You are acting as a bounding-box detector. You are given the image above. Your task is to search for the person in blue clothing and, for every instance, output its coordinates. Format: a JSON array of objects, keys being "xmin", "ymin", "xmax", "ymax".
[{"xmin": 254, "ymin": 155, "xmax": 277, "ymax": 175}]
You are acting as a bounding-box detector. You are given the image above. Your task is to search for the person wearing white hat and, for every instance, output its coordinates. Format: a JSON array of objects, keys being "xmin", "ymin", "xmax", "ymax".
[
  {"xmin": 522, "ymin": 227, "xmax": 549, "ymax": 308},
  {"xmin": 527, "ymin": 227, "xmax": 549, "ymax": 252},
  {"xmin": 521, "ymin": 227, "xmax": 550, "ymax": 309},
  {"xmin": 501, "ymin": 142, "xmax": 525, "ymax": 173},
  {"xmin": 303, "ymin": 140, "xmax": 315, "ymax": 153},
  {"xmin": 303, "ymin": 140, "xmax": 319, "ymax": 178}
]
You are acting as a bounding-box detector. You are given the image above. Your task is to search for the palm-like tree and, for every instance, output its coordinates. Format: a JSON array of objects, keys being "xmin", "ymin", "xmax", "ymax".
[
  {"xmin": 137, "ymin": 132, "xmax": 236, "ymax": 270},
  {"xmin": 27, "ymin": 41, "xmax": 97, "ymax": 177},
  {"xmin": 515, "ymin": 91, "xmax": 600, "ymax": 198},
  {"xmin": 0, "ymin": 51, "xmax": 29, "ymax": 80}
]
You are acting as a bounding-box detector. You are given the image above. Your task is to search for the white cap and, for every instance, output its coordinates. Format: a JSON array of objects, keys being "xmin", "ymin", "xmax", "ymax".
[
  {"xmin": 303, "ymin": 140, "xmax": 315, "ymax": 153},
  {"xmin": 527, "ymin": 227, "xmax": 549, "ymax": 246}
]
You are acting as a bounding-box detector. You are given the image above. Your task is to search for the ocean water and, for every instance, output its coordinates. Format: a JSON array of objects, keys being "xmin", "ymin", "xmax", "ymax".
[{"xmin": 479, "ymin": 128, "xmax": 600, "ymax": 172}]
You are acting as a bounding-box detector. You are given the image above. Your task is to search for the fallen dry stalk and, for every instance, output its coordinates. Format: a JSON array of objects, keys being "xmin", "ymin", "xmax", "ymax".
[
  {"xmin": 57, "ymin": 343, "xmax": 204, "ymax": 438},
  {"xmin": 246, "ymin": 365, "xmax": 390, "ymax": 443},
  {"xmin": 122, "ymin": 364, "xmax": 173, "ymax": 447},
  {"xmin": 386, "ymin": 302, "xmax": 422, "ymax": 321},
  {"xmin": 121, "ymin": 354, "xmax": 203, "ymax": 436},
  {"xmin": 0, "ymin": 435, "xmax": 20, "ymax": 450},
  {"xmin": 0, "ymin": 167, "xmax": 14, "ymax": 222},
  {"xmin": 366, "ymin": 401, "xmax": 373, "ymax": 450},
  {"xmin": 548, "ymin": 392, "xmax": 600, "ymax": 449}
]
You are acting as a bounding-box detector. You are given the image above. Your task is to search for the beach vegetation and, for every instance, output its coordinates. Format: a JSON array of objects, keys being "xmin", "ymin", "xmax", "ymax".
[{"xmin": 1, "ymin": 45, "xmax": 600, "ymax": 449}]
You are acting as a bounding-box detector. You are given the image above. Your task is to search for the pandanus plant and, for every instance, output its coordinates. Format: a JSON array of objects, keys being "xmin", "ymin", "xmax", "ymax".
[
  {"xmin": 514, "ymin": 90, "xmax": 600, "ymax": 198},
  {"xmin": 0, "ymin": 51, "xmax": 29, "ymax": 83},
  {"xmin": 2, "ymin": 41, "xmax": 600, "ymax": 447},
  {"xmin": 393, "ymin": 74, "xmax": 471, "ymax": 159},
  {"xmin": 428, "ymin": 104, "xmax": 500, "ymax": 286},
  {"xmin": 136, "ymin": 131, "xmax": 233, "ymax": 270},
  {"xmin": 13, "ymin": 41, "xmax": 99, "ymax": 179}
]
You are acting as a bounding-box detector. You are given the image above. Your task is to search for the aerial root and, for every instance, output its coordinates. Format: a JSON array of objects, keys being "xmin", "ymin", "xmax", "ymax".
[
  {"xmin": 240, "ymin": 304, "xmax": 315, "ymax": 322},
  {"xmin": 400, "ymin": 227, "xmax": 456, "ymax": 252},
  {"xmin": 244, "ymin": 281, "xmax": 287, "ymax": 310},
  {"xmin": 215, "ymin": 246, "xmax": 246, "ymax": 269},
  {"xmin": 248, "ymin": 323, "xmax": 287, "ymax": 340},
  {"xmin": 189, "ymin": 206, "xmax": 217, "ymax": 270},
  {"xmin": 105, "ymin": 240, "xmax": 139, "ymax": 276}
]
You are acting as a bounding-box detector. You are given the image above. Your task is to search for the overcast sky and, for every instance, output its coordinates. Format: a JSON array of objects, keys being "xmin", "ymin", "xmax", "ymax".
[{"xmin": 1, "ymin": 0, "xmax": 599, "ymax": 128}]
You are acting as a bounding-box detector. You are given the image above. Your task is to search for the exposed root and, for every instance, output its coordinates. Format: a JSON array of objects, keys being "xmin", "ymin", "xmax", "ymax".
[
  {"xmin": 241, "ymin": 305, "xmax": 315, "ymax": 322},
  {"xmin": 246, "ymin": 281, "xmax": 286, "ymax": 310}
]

◆ ◆ ◆ ◆ ◆ ◆ ◆

- **Work request**: Set down each record above without changing a single word.

- **Answer to the problem**:
You are acting as a bounding-box detector. You are given the image above. Your task is to search for the person in blue clothing and, for every instance, output its coordinates. Format: a JSON array of objects, keys being "xmin", "ymin", "xmax", "ymax".
[{"xmin": 254, "ymin": 155, "xmax": 277, "ymax": 175}]
You are acting as a bounding-box detector. You are given the image above. Your task is to search for the person wearing white hat and, for every instance, output its coordinates. Format: a JSON array of objects, keys being "xmin", "ymin", "xmax", "ymax".
[
  {"xmin": 522, "ymin": 227, "xmax": 549, "ymax": 308},
  {"xmin": 527, "ymin": 227, "xmax": 549, "ymax": 252},
  {"xmin": 521, "ymin": 227, "xmax": 550, "ymax": 309},
  {"xmin": 501, "ymin": 142, "xmax": 525, "ymax": 173},
  {"xmin": 303, "ymin": 140, "xmax": 315, "ymax": 153},
  {"xmin": 303, "ymin": 140, "xmax": 319, "ymax": 178}
]
You are acting as a bounding-box detector. You are given the image above. Your task is to search for the palm-like tree and, for every instance, output its coordinates. Format: a JSON array of objects, keys being "xmin", "ymin", "xmax", "ymax".
[
  {"xmin": 137, "ymin": 132, "xmax": 236, "ymax": 270},
  {"xmin": 27, "ymin": 41, "xmax": 97, "ymax": 177},
  {"xmin": 515, "ymin": 91, "xmax": 600, "ymax": 198},
  {"xmin": 0, "ymin": 51, "xmax": 29, "ymax": 80}
]
You are acting as a bounding-box detector. You are given the image above. Your task is to search for the white cap and, for every instance, output its coordinates. Format: a JSON array of objects, keys being "xmin", "ymin", "xmax", "ymax".
[
  {"xmin": 303, "ymin": 140, "xmax": 315, "ymax": 153},
  {"xmin": 527, "ymin": 227, "xmax": 549, "ymax": 246}
]
You are acting as a bounding-box detector. You are given the image above. Your task is to search for the ocean water and, for every instance, output its coordinates. Format: a JSON array of objects, keys being "xmin", "ymin", "xmax", "ymax".
[{"xmin": 479, "ymin": 128, "xmax": 600, "ymax": 172}]
You are acting as a bounding-box detector. You are given the image above. Your task is to search for the fallen dry stalk and, for every instance, output its coordinates. Format: a JSON array of objects, keys being "xmin", "ymin", "xmax", "ymax".
[
  {"xmin": 57, "ymin": 343, "xmax": 204, "ymax": 438},
  {"xmin": 246, "ymin": 365, "xmax": 390, "ymax": 443},
  {"xmin": 122, "ymin": 364, "xmax": 173, "ymax": 447},
  {"xmin": 386, "ymin": 302, "xmax": 422, "ymax": 321},
  {"xmin": 121, "ymin": 354, "xmax": 203, "ymax": 436},
  {"xmin": 0, "ymin": 435, "xmax": 20, "ymax": 450},
  {"xmin": 0, "ymin": 167, "xmax": 14, "ymax": 222},
  {"xmin": 366, "ymin": 401, "xmax": 373, "ymax": 450},
  {"xmin": 548, "ymin": 392, "xmax": 600, "ymax": 449}
]
You are acting as a bounding-box detector. You are given the image above. Your task is to search for the beach vegetation and, for every instance, output its coordinates. Format: a JSON array of objects, keys being "xmin", "ymin", "xmax", "ymax".
[{"xmin": 1, "ymin": 45, "xmax": 600, "ymax": 449}]
You are acting as a bounding-box detector. You are given the image above. Your task is to search for the pandanus plant and, for every instance, output its coordinates. Format: a JSON array of objects, keys being "xmin", "ymin", "xmax", "ymax".
[
  {"xmin": 514, "ymin": 90, "xmax": 600, "ymax": 198},
  {"xmin": 0, "ymin": 51, "xmax": 29, "ymax": 83},
  {"xmin": 2, "ymin": 41, "xmax": 600, "ymax": 447},
  {"xmin": 393, "ymin": 74, "xmax": 471, "ymax": 159},
  {"xmin": 428, "ymin": 104, "xmax": 500, "ymax": 286},
  {"xmin": 136, "ymin": 131, "xmax": 233, "ymax": 270},
  {"xmin": 13, "ymin": 41, "xmax": 99, "ymax": 179}
]
You are acting as a bounding-box detector. You are given the image above. Your task is to search for the aerial root and, for every instance, output its coordinates. Format: a JSON array of objects, keys being "xmin", "ymin", "xmax", "ymax".
[
  {"xmin": 240, "ymin": 304, "xmax": 315, "ymax": 322},
  {"xmin": 400, "ymin": 227, "xmax": 456, "ymax": 252},
  {"xmin": 244, "ymin": 281, "xmax": 287, "ymax": 310},
  {"xmin": 215, "ymin": 246, "xmax": 246, "ymax": 269},
  {"xmin": 248, "ymin": 323, "xmax": 287, "ymax": 340},
  {"xmin": 189, "ymin": 206, "xmax": 217, "ymax": 270},
  {"xmin": 105, "ymin": 240, "xmax": 139, "ymax": 276}
]
You are acting as a bounding-box detector. You are given the image above. Your task is to search for the overcast sky and, for every instance, output its coordinates. Format: a JSON array of objects, keys being "xmin", "ymin", "xmax", "ymax".
[{"xmin": 1, "ymin": 0, "xmax": 599, "ymax": 128}]
You are acting as a bounding-box detector. You are given the image above. Your task is to search for the exposed root and, for every instance, output its coordinates. Format: a JSON array of objects, keys being "xmin", "ymin", "xmax", "ymax".
[
  {"xmin": 241, "ymin": 305, "xmax": 315, "ymax": 322},
  {"xmin": 246, "ymin": 281, "xmax": 286, "ymax": 310}
]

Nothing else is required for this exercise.